#### Exercise instructions:
1. Rewrite the paragraph of the forum thread beginning "@zhangxiang1993 It still crashes" as a short bulleted list that keeps its main facts.
2. Please quote the stretch of the forum thread from "Djdefrag avatar Jun" through "nightly (python 3.11)".

#### Passage shown:
★ ★ ★ ★
Hi, sorry to bother, there are some news for this problem? Actually testing 1.18.1 and the problem is still present :(

Thank you

Djdefrag avatar Jun 28 '24 06:06 Djdefrag

https://github.com/microsoft/onnxruntime/pull/21566 This PR might be related. @Djdefrag Could you help verify if the problem is fixed?

zhangxiang1993 avatar Aug 15 '24 02:08 zhangxiang1993

@zhangxiang1993 It still crashes using multiple threads in my application. I just tried the nightly build of 1.19 from here (I used the Python 3.11 build for Windows). I've reverted back to 1.17.3 which still works.

saulthu avatar Aug 15 '24 03:08 saulthu

@zhangxiang1993

Hi, I can confirm that the problem is also present on 1.19 nightly (python 3.11)
★ ★ ★ ★
#### Information provided:

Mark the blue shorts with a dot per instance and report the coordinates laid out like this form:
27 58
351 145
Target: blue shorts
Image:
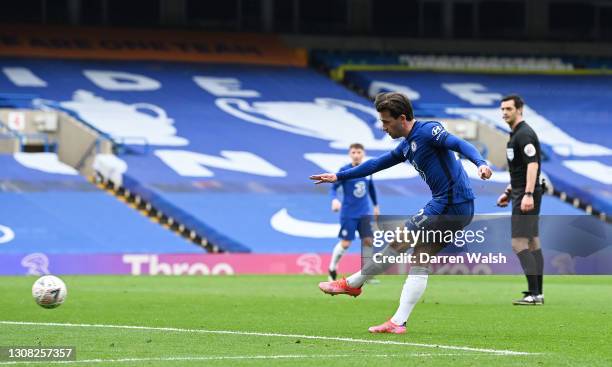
348 227
436 215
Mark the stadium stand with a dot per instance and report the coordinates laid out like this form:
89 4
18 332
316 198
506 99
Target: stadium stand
49 208
224 151
571 119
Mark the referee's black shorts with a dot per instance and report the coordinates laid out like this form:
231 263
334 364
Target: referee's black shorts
525 224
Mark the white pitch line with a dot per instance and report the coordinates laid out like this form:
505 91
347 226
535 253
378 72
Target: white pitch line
252 333
221 358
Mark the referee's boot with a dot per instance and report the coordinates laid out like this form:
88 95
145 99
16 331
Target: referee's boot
529 300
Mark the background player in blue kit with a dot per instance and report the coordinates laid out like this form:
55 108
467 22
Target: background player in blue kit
429 148
355 204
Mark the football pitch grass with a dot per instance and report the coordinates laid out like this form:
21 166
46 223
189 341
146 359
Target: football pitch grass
287 321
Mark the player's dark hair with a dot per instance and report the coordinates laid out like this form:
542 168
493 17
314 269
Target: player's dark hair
396 103
356 146
518 101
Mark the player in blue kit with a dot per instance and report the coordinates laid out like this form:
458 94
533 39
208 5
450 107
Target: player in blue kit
357 193
429 148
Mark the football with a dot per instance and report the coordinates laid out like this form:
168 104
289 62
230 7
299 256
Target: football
49 291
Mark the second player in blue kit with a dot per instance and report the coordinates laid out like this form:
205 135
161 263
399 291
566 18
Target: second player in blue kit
354 208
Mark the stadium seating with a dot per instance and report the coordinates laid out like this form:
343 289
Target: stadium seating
570 114
48 208
227 150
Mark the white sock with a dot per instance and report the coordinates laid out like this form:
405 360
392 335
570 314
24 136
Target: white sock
413 289
366 252
370 269
336 256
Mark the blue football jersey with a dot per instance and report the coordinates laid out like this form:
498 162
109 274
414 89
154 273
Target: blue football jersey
437 165
357 195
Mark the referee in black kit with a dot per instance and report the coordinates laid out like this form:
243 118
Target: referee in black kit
525 192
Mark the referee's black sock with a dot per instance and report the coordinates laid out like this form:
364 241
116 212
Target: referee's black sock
537 255
528 263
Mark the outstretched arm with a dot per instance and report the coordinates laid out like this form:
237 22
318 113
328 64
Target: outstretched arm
365 169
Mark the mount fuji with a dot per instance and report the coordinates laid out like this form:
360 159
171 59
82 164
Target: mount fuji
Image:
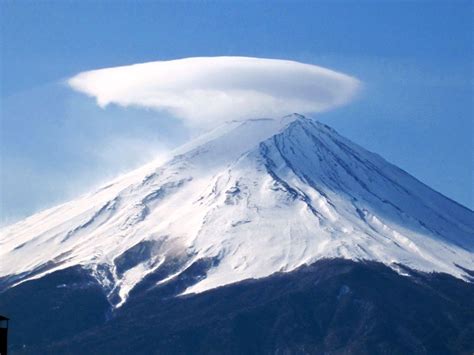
249 203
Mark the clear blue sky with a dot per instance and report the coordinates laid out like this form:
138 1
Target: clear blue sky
414 57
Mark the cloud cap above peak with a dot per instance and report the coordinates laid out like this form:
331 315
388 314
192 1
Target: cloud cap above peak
206 90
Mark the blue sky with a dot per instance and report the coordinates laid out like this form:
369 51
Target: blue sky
414 57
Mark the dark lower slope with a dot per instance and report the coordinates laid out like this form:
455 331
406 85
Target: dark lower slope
330 307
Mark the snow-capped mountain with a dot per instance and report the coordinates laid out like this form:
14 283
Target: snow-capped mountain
253 198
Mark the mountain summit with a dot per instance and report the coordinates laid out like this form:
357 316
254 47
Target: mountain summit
244 201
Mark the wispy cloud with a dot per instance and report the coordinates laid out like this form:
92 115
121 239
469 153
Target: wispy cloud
205 90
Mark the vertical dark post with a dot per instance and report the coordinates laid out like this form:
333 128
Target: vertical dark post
3 335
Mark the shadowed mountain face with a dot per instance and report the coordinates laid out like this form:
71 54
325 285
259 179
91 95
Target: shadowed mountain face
208 252
331 307
257 197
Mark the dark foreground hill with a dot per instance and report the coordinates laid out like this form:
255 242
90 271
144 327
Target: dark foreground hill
331 307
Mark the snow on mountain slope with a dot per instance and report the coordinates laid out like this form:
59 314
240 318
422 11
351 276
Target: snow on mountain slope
257 197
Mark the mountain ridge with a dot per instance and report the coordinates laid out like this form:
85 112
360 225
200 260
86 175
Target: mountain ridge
304 190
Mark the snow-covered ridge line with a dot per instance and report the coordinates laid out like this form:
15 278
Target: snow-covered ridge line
256 196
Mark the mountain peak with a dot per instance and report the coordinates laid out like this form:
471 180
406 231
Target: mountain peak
246 200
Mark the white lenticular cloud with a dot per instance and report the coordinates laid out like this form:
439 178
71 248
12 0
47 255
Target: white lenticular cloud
206 90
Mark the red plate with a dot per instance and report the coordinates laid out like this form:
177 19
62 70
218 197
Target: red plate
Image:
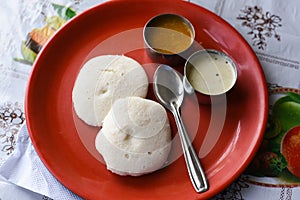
66 145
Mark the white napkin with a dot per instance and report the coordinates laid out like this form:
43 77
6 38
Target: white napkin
25 169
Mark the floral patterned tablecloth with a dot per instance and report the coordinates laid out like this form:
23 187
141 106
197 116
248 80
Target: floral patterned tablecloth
269 26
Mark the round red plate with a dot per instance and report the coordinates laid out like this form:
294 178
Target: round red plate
66 145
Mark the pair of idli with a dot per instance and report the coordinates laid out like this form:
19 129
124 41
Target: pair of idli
135 137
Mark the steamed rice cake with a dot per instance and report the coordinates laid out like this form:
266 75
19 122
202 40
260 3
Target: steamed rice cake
135 138
104 79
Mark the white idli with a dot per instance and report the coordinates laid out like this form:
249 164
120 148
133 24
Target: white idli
135 140
101 81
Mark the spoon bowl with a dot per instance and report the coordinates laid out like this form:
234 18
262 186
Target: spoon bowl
169 90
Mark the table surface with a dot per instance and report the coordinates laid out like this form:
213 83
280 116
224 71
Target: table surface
264 24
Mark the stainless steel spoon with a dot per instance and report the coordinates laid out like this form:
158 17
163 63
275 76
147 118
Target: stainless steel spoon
169 90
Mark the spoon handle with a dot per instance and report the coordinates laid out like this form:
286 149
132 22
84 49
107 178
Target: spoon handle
195 170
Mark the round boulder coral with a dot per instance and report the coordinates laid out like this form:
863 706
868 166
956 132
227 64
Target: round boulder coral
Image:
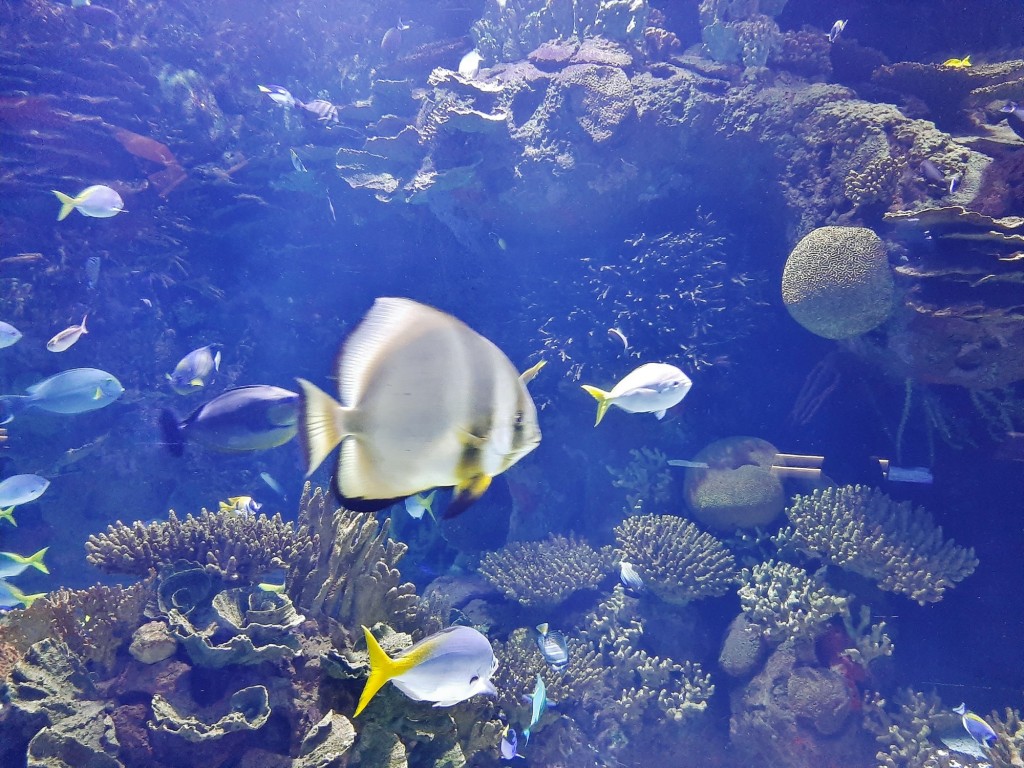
837 282
737 488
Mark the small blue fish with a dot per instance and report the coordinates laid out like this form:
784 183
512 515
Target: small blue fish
980 730
22 489
8 335
510 744
539 705
417 504
630 578
553 646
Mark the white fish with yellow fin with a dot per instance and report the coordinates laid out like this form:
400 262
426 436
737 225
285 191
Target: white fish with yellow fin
652 388
445 668
67 338
426 402
97 201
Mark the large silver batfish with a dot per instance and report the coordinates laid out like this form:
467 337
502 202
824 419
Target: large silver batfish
426 401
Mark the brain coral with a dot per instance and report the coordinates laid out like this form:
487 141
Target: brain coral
837 282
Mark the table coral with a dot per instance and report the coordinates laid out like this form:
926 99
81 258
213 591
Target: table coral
545 573
837 282
680 563
864 530
240 547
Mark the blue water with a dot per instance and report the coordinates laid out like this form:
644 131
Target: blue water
278 265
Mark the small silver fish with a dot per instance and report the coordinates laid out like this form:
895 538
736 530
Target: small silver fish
837 30
630 578
553 646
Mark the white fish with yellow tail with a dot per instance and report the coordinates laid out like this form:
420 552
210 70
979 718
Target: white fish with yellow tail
426 402
67 338
445 668
97 202
652 388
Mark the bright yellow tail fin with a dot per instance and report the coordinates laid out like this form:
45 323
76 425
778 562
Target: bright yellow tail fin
603 400
67 205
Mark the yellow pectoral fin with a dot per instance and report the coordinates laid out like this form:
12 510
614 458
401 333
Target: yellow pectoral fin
603 400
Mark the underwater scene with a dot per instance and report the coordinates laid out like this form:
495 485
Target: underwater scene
442 383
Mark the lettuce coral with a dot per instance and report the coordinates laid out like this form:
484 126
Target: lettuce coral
863 530
679 562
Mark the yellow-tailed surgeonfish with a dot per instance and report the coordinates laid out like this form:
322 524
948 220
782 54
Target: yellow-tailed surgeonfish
426 402
97 201
237 421
67 338
73 391
652 388
12 564
196 370
445 668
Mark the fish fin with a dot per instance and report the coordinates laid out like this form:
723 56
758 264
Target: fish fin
603 400
173 436
321 427
382 669
530 373
466 493
67 205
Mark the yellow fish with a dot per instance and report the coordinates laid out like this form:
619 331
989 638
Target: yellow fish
957 64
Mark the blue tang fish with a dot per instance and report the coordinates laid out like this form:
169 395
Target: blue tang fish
445 668
74 391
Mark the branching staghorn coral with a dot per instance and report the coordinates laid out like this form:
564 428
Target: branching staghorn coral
346 568
679 562
93 623
545 573
785 601
864 530
236 546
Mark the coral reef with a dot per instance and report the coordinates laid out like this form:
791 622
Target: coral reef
736 489
837 282
346 569
679 562
545 573
864 530
237 546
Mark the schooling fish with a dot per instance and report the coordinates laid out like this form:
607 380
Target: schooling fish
8 335
237 421
11 596
418 504
67 338
97 201
74 391
980 730
553 646
654 387
196 370
20 489
445 668
12 564
426 402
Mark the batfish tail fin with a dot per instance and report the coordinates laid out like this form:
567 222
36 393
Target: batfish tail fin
603 400
382 669
67 205
173 437
321 424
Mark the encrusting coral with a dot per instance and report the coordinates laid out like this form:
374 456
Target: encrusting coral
545 573
837 282
679 562
237 546
863 530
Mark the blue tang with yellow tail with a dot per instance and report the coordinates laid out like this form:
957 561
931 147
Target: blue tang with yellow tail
426 402
445 668
242 420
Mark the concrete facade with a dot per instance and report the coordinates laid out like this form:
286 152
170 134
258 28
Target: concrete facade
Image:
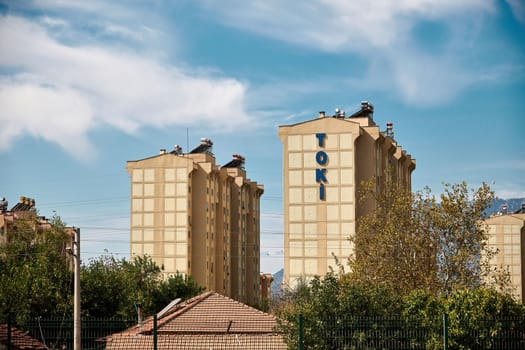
195 217
507 234
324 161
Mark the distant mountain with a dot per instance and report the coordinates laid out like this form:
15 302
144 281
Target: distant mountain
277 281
513 205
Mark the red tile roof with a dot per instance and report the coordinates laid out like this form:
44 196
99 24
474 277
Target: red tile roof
19 340
209 320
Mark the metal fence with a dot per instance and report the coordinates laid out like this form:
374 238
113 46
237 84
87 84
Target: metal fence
57 334
405 333
345 333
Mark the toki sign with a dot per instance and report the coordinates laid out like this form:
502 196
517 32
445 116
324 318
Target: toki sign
322 159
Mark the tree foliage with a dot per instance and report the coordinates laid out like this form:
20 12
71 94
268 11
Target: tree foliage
338 312
116 288
413 241
326 306
35 275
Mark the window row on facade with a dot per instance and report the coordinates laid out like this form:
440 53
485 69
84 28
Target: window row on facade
340 230
170 174
334 212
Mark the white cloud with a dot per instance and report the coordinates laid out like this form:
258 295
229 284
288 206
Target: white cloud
335 25
381 31
518 9
60 92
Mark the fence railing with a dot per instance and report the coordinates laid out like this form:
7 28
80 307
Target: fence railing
349 332
57 334
344 332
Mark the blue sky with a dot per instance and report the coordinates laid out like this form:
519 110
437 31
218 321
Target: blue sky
87 85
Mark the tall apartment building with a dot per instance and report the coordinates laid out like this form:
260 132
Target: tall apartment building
324 160
506 233
195 217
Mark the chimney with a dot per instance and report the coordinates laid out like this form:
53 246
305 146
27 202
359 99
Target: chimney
390 129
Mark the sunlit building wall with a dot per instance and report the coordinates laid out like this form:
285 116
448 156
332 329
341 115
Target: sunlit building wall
195 217
324 161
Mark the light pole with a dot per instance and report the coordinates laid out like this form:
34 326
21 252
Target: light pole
76 299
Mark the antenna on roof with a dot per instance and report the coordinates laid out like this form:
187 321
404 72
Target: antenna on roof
168 307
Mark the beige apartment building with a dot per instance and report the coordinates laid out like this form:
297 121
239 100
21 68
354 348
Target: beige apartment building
197 218
507 234
325 159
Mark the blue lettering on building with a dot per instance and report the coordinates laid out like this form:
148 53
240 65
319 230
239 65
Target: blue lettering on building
321 158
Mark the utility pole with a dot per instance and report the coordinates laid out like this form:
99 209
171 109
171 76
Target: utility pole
76 300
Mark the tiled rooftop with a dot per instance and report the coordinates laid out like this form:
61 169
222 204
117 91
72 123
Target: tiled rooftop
19 340
207 320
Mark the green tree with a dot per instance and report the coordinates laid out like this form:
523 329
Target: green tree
413 241
393 245
116 288
460 234
483 317
35 275
332 308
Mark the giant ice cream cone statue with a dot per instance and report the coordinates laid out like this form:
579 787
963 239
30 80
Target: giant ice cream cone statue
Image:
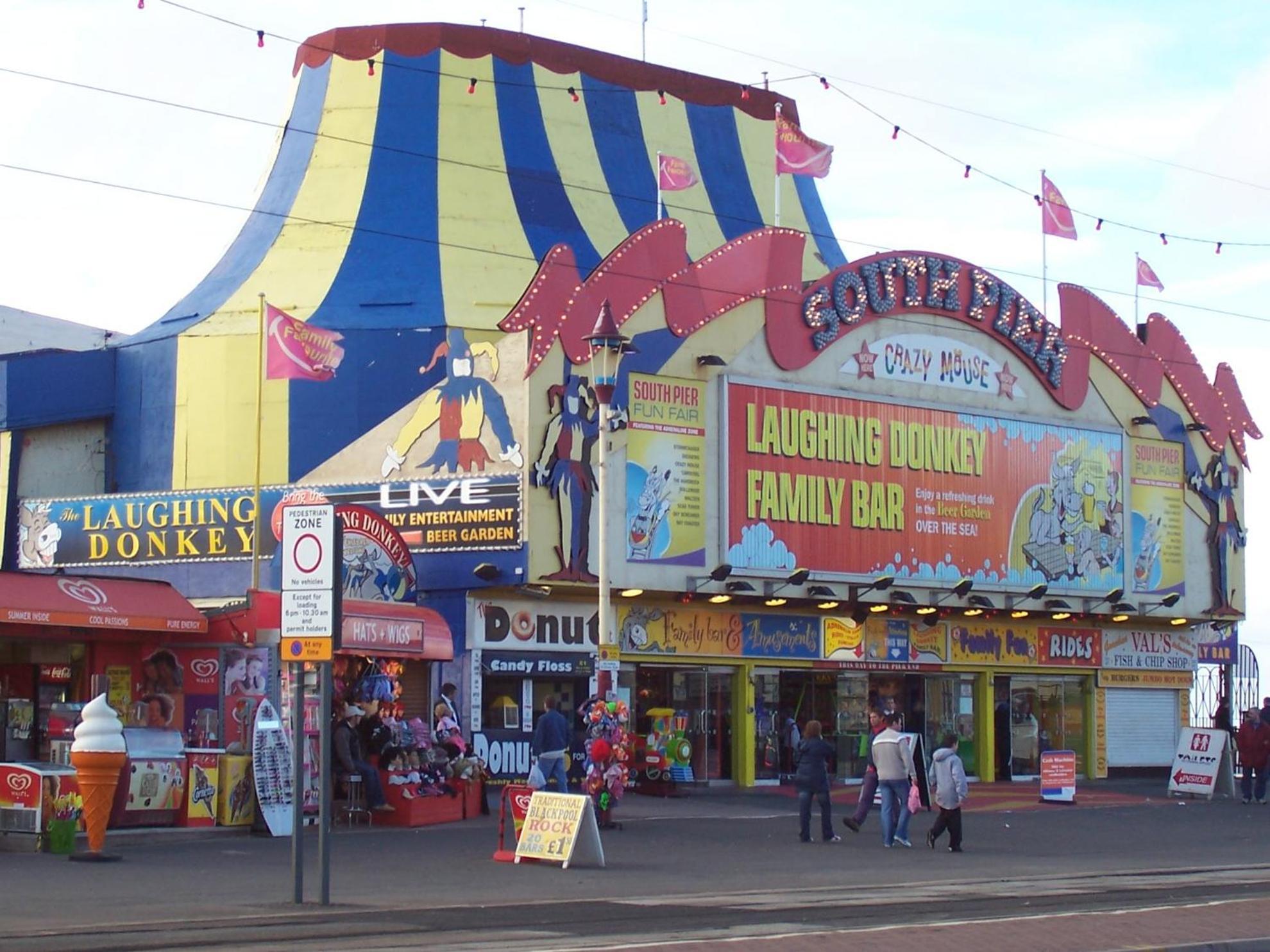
98 755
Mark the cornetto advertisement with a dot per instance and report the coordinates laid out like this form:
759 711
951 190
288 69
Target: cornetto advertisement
850 487
473 514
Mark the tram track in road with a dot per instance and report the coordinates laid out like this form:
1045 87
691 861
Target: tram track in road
593 923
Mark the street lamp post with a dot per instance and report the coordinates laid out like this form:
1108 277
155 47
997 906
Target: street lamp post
607 346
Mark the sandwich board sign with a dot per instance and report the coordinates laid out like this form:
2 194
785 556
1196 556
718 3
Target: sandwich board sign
1058 777
561 828
1202 764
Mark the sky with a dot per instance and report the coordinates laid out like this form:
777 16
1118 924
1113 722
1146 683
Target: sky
1141 112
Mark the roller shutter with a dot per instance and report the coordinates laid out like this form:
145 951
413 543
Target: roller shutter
1142 727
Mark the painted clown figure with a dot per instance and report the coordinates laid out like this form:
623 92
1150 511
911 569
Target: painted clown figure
460 405
564 468
1226 534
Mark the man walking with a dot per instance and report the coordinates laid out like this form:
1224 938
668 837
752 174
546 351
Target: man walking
552 745
894 761
1254 742
869 787
951 791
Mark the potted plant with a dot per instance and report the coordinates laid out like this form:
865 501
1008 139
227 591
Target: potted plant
64 822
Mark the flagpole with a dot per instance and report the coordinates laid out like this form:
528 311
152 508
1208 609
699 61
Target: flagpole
1137 271
659 210
776 205
1044 266
259 413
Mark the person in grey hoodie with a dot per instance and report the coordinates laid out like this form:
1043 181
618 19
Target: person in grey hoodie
894 761
951 791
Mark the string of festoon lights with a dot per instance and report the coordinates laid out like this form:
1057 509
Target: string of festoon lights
743 94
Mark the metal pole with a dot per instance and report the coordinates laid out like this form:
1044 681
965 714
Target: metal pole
605 678
776 204
1137 270
643 32
324 764
259 412
298 788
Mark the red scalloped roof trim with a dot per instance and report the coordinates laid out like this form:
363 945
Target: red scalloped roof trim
413 40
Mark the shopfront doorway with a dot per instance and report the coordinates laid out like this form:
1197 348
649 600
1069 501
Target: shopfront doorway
1044 713
698 703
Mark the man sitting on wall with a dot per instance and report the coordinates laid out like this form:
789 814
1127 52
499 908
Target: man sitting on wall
350 759
552 745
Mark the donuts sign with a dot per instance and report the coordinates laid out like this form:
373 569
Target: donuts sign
534 625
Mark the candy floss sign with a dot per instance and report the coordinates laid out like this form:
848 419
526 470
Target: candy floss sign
851 487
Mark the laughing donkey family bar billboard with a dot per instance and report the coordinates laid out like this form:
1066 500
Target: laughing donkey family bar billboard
926 493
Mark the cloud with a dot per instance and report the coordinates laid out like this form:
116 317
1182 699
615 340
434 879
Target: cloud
760 548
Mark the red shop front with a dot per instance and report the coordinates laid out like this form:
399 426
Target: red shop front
66 638
385 668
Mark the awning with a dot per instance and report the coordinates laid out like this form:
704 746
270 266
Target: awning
111 604
368 628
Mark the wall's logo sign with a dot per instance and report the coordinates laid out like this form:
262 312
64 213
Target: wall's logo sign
205 669
83 591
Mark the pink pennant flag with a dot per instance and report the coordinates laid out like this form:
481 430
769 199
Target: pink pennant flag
296 351
799 155
1056 216
675 174
1146 276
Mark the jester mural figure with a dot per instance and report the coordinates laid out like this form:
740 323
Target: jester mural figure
1226 534
564 468
460 405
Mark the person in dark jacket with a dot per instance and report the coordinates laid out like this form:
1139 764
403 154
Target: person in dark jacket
552 745
869 787
351 760
813 759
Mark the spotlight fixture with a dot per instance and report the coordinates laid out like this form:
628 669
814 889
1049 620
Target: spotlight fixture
1060 609
1122 611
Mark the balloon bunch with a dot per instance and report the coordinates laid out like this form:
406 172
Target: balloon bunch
607 751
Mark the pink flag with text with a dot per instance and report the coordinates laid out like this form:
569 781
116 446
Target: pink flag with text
1056 216
799 155
675 174
296 351
1146 276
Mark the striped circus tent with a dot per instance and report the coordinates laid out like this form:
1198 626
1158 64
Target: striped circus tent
413 200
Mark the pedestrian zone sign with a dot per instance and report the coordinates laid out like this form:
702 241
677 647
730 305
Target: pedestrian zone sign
561 828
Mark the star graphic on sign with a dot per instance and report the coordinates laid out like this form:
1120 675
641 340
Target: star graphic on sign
1006 382
864 361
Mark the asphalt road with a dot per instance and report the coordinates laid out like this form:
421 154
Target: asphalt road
680 872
★ ★ ★ ★
#### Responses:
1.
- Still crashes when the application uses multiple threads
- Tested the 1.19 nightly build (Python 3.11 build for Windows)
- Reverted to 1.17.3, which still works

2.
Djdefrag avatar Jun 28 '24 06:06 Djdefrag

https://github.com/microsoft/onnxruntime/pull/21566 This PR might be related. @Djdefrag Could you help verify if the problem is fixed?

zhangxiang1993 avatar Aug 15 '24 02:08 zhangxiang1993

@zhangxiang1993 It still crashes using multiple threads in my application. I just tried the nightly build of 1.19 from here (I used the Python 3.11 build for Windows). I've reverted back to 1.17.3 which still works.

saulthu avatar Aug 15 '24 03:08 saulthu

@zhangxiang1993

Hi, I can confirm that the problem is also present on 1.19 nightly (python 3.11)